> _Task brief_: Repeat exactly the lines from the line containing "Target: tackler's outstretched arm" to the last line of the listing, including both.

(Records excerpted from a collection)
________________

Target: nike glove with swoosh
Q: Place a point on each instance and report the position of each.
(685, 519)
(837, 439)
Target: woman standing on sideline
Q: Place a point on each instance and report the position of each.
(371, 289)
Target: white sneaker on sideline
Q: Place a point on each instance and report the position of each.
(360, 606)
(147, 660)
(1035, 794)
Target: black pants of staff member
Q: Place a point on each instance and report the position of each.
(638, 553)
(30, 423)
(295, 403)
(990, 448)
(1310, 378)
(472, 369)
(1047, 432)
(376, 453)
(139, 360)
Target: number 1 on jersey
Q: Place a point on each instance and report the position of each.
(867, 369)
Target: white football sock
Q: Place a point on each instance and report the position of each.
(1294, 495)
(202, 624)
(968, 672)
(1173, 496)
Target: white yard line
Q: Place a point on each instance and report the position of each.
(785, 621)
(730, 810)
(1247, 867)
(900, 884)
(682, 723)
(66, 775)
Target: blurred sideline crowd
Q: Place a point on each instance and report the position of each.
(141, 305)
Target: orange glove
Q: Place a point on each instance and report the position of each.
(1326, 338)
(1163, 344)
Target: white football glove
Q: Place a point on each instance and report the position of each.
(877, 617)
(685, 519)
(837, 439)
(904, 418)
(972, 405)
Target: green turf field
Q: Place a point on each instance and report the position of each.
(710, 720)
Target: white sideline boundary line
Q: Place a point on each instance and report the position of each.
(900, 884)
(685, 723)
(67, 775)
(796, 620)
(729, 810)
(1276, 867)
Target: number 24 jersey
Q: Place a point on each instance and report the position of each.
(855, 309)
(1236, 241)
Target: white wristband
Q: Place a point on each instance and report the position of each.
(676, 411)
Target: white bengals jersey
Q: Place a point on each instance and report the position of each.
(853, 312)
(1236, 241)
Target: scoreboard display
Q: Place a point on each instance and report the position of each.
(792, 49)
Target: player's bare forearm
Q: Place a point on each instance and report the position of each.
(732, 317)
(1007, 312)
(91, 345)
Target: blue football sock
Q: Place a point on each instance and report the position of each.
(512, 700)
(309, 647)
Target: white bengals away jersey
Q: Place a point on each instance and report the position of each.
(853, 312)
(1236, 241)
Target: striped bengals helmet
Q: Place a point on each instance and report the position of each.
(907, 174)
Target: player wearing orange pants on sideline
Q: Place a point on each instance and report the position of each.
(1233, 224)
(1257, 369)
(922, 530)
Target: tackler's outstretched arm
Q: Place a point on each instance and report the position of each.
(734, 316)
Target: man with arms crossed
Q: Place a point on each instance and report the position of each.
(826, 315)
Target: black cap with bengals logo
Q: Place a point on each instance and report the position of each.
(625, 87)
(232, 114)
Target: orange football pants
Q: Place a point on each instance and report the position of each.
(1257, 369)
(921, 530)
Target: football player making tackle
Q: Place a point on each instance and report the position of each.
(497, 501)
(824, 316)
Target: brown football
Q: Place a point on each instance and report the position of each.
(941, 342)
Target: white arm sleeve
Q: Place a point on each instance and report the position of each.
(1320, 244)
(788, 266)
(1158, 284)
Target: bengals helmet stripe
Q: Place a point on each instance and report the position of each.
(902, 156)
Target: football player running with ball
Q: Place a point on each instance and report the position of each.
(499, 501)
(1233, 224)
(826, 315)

________________

> _Task solution_:
Target: tackler's outstretched arm
Q: Place a point on each instance and report the position of each.
(734, 316)
Target: man with arms crossed
Q: Place a point on each instance and report the position of each.
(826, 315)
Target: black cap with bengals logo
Q: Place a point on each instance and report the position of each.
(625, 87)
(232, 114)
Target: orange football pants
Q: Place a point on each instance and report the position of each.
(1257, 369)
(921, 530)
Target: football player making tackle
Q: Place a point on each instance and report the position of each.
(497, 501)
(824, 316)
Target: brown football
Q: Place a point on each instance and report the position of each.
(941, 342)
Target: white arm sleeve
Q: Place a point on each instance and report the position of each.
(1320, 244)
(788, 266)
(1158, 284)
Target: bengals helmet stripe
Q: Place a point on each instance and report the position of each.
(902, 156)
Target: football player running with ball
Q: Place a point on each instance and report the position of each.
(499, 501)
(1233, 224)
(826, 315)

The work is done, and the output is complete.